## DOCUMENT TEXT
┄┄┄┄┄┄┄┄┄┄

Whereas podcasts have become big business in the United States and other Western markets, audio-based communities are relatively untapped in China. User figures grew for a number of podcast apps in 2019, although Ximalaya FM dominates the category by some distance. Ximalaya FM claims its monthly active user figure has reached 135 million, and that those users listen to an average of 170 minutes of content daily.
As brands have found in other markets, podcasts are inexpensive to produce compared to some other forms of promotion. Audio is still a very new space for brands in China, but the Shanghai Pudong Development Bank has found success with an on-brand podcast about fintech. The bank’s podcast, hosted by a Chinese fintech expert, reaches an estimated 25 million listeners, ranking among Ximalaya’s top tech podcasts. This type of content is undeniably valuable to the consumer, and brands the bank as an authority in the mind of listeners.
Cases Study: Ctrip community content
Ctrip’s virtual tour manager (VTM) is a community-driven concierge service. Users can access the VTM either within the Ctrip app, as well as via dedicated WeChat groups. Ctrip takes the VTM beyond traditional customer service, grouping Chinese customers who are traveling to the same destination around the same time into their own WeChat groups. Ctrip’s travel agents manage the groups and are available to respond to questions in real-time. They can also help travelers with trip planning, from booking restaurants and tours to organizing airport pickup. However, the community aspect allows the VTM groups to take on a life of their own, with members exchanging ideas and resources, and perhaps even arrange to meet offline during their travels.

┄┄┄┄┄┄┄┄┄┄

## DATA RECORDS
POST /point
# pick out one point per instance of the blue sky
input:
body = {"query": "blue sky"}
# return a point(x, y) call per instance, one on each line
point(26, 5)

┄┄┄┄┄┄┄┄┄┄

## TO DO
- a) Rewrite the stretch of the passage on brand content in China from "As brands have" through "mind of listeners.", putting "financial technology" in place of "fintech".
- b) Extend the passage on brand content in China, picking up right after its last sentence.
The listing has no connection to the passage on brand content in China.

## ANSWERS BY ITEM
- a)
As brands have found in other markets, podcasts are inexpensive to produce compared to some other forms of promotion. Audio is still a very new space for brands in China, but the Shanghai Pudong Development Bank has found success with an on-brand podcast about financial technology. The bank’s podcast, hosted by a Chinese financial technology expert, reaches an estimated 25 million listeners, ranking among Ximalaya’s top tech podcasts. This type of content is undeniably valuable to the consumer, and brands the bank as an authority in the mind of listeners.

- b)
Case Study: Nike community content
Nike community content. Source: ParkLu
Nike has made content creation and community building a centerpiece of its strategy. The brand has become virtually synonymous with running, and it has cultivated running communities in parallel to its Run Club app and sponsorship of major events like the Shanghai Marathon. In China, as in other markets, the brand has partnered with running clubs to host offline events—tapping into existing communities rather than establishing rival groups. Linking online content creation with offline events has become Nike’s specialty. For example, before the 2019 Shanghai Marathon, the brand asked eight international running clubs to share stories, run, and party with local running club members.
Nike excelled in terms of content and community during the coronavirus lockdown in China, offering free training classes, dietary guides, and meditation advice through its WeChat Mini Program and apps. The brand hosted exclusive private WeChat and Douyin Livestream training sessions with professional coaches, as well as offering public sessions.
Community tech: Chinese customers on WeChat
WeChat personal accounts CRMS.
CRM tools are now widely used by China’s biggest brands to manage the brand-owned WeChat personal accounts that are used to manage private traffic communities. These allow brands to create and manage community groups segmenting Chinese customers based on a variety of demographic and preference-based categories of the brand’s choosing. Community managers can use CRMs to post within groups, post to WeChat Moments, run campaigns, and other functions.
Two of the most popular are Weiyouzhushou for Windows users and Wetool for Apple users.